«Nessuno - con la sola eccezione di Proust, in un registro meno tragico - ha saputo evocare come Kafka il confronto di punti di vista inconciliabili, di giudizi particolari che si presentano tutti come universali, lo scontro permanente del sospetto e della smentita, della maldicenza e della lusinga, della calunnia e della riabilitazione, terribile gioco di società in cui si elabora il verdetto del mondo sociale, questo inesorabile prodotto del giudizio innumerevole degli altri. In questa sorta di gioco della verità, di cui Il processo propone il modello, Joseph K., innocente calunniato, si affanna a cercare il punto di vista dei punti di vista, il tribunale supremo, l'ultima istanza.»
A pagina 249, nell'ultimo capitolo delle sue "Meditazioni pascaliane" (Feltrinelli, 1998), Pierre Bourdieu, ricorre al "Processo" di Kafka, dicendo che egli (Kafka) non solo utilizza il tempo in maniera estremamente significativa (il gioco delle attese e delle frustrazioni, dei progetti, delle ripetizioni, delle desistenze e dei rimpianti), ma - spiega Bourdieu - si pone anche alla ricerca del «punto di vista dei punti di vista».
Va detto, però, che in queste sue "Meditazioni", la lunga e tortuosa polemica è soprattutto rivolta contro la scolastica, e il suo insistere sulla separazione della ragione, vista come ultima e definitiva istanza. Solo che, diverse decine di pagine prima di parlare di Kafka, Bourdieu propone una sua digressione su Baudelaire, sostenendo che l'enorme fortuna critica che avvolge l'autore dei Fiori del male, rende difficile rendersi conto della radicalità della sua poetica, e del modo in cui egli abbia inventato un nuovo modo di "essere artista" all'interno e a partire dalla Letteratura; ed ecco che a questo punto non trova altro di meglio da fare che riprendere alcuni momenti di un suo libro precedente - del 1992 - "Le regole dell'arte. Genesi e struttura del campo letterario" (Il Saggiatore, 2005). Solo che, così facendo, risulta curioso che, al centro di un'opera in cui viene criticata la scolastica, troviamo invece proprio un esempio della meticolosità di un simile metodo/scuola; e che l’esempio provenga proprio da quello stesso autore (Bourdieu) che poi ne diverrà critico (nel suo libro del 1992, Bourdieu ci fa vedere quanto sia necessario conoscere con precisione quali sono stati gli autori immediatamente precedenti e immediatamente contemporanei a Baudelaire; cosa questa che poi, per fortuna, in quella che sarà la sua critica successiva andrà perduta).

##############################

- _Obiettivo dell'esercizio_
Prosegui il brano su Bourdieu, Kafka e Baudelaire riportato sopra, ripartendo dopo la sua ultima frase.

- _Righe mostrate_
##############################

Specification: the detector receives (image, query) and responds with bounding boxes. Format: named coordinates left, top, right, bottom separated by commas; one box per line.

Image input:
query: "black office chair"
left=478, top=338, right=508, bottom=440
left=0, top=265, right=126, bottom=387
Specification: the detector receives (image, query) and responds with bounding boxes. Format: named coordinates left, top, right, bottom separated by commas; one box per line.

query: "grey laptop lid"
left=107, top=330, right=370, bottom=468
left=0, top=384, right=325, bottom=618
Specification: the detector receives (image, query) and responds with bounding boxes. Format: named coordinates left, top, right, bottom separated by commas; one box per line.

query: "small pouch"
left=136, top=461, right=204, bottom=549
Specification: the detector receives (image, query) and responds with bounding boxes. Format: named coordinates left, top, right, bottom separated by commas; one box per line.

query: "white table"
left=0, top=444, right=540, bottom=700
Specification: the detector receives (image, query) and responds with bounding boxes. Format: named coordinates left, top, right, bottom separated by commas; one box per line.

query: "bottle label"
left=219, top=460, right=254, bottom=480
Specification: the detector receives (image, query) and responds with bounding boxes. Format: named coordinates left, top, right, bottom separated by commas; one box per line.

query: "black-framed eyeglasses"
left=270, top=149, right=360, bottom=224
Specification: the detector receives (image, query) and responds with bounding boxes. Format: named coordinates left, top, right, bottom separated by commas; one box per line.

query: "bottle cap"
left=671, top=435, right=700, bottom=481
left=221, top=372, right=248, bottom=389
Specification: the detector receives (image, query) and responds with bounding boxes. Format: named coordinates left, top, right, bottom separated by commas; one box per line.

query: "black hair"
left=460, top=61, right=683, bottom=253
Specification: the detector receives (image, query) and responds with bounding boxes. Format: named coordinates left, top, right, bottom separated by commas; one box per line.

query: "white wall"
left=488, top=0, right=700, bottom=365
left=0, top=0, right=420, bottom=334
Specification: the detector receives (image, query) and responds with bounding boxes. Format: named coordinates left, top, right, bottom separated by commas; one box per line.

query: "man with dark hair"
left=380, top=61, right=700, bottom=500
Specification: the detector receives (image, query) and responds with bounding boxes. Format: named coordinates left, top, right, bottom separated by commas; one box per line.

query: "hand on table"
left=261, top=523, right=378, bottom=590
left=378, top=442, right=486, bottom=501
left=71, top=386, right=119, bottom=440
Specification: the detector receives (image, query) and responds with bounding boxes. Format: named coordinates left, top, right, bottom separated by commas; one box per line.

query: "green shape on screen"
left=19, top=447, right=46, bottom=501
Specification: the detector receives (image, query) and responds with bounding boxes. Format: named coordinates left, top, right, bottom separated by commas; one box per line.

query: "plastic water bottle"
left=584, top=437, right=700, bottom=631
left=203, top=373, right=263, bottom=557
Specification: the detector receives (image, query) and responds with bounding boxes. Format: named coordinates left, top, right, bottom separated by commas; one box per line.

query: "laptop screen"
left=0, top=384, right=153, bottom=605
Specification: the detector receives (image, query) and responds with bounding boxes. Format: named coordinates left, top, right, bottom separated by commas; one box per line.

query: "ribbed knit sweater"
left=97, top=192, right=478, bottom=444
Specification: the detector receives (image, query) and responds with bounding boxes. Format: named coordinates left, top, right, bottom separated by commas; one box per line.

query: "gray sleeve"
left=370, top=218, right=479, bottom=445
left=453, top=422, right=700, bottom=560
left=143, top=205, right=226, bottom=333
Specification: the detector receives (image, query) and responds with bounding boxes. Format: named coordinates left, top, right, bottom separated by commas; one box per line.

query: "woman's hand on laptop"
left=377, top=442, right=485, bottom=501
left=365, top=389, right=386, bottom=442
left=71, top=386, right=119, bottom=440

##############################

- _Spazio risposta_
E così, alla fine, sembra quasi che questi due momenti diversi delle Meditazioni finiscano per convergere - a partire dall'evocazione di Proust, il quale (“sebbene con effetti meno tragici”) avrebbe condiviso la medesima ricerca kafkiana del "punto di vista" - come se quasi andassero in direzione del saggio di Walter Benjamin su Proust. Saggio nel quale veniva giustamente sostenuto che la Recherche doveva essere letta alla luce degli intrighi sociali immediatamente precedenti e immediatamente contemporanei la stesura del ciclo di romanzi (in altre parole, Benjamin difende l'importanza ermeneutica del pettegolezzo; del "chisme", se vogliamo usare il termine caro a Edgardo Cozarinsky). E così, tornando indietro nel tempo, possiamo dire lo stesso anche di Dante: Lamartine criticò la Divina Commedia per il suo lato mondano fiorentino, dal momento che nel poema appaiono molti nomi i quali possono essere identificati soltanto e unicamente negli abitanti di Firenze.